──────── EXTRACTED INFORMATION ────────

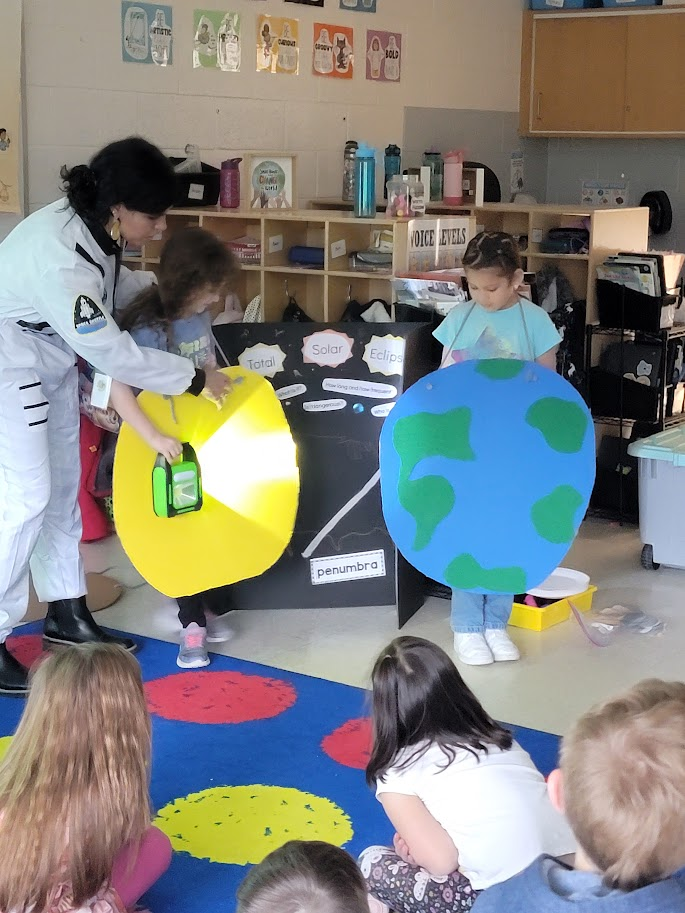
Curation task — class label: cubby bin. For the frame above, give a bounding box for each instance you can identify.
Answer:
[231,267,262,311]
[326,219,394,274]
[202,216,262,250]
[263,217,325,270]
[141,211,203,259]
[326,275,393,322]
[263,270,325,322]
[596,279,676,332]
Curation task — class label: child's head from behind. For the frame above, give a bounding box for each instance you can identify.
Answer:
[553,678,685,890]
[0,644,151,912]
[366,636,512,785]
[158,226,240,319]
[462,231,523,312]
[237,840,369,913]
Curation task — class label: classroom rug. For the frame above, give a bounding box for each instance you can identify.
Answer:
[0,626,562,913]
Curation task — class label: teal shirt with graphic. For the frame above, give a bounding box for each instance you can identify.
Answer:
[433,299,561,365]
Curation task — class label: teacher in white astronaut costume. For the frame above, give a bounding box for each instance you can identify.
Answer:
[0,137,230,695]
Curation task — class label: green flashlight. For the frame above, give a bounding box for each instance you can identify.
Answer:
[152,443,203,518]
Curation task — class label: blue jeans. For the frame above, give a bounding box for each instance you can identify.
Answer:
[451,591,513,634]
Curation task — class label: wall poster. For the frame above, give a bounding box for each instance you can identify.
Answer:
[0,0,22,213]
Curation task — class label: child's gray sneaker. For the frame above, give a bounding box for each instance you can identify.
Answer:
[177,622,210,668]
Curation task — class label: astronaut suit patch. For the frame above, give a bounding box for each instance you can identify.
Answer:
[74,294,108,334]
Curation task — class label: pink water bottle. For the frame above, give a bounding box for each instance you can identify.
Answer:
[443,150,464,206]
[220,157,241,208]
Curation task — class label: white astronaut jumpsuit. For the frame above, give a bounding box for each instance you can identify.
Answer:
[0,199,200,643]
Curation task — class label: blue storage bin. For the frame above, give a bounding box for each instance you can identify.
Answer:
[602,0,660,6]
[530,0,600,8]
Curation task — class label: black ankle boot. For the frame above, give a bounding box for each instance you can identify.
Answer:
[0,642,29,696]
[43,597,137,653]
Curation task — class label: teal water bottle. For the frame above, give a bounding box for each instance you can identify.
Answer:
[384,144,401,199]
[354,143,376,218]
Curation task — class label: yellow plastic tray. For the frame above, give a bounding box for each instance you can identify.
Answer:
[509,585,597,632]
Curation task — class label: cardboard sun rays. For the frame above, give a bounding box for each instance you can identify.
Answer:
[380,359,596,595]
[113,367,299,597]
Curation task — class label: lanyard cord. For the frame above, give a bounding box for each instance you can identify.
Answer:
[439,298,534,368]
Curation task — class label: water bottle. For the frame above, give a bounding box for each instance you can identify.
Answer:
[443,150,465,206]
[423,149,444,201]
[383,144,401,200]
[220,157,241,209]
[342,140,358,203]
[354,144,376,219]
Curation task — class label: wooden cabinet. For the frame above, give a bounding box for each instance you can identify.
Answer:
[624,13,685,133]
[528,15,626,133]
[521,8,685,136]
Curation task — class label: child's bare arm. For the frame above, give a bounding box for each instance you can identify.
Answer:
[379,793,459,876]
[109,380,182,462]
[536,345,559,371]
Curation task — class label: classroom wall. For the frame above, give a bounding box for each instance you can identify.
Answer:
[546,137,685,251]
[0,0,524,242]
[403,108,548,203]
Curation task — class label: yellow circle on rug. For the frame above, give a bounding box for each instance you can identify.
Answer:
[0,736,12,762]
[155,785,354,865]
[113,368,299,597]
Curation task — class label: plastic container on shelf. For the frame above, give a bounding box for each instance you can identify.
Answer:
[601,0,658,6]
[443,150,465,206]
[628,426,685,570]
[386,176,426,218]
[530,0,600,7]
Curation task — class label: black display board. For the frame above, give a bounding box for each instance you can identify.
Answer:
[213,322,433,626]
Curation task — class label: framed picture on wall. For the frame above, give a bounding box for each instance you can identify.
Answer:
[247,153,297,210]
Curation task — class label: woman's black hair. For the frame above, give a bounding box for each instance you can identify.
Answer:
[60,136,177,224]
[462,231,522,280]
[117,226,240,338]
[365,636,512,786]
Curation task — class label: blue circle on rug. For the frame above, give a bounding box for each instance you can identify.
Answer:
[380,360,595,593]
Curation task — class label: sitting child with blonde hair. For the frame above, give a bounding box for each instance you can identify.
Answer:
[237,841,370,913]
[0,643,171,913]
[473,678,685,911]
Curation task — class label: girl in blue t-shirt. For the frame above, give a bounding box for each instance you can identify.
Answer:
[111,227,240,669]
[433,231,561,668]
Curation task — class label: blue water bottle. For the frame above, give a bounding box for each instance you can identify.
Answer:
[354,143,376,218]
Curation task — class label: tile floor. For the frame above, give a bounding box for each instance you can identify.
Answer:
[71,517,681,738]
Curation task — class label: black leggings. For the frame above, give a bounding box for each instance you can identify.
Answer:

────────

YOUR TASK = Only lines that contain "with" are needed, so copy each of them from the data.

WRITTEN ANSWER =
Curation task — class label: teal shirt with graphic. For the frame above, give a bounding box for each instance you can identify.
Curation task — class label: sitting child with blonde hair. For the frame above, give a bounding box for each instance you can identify.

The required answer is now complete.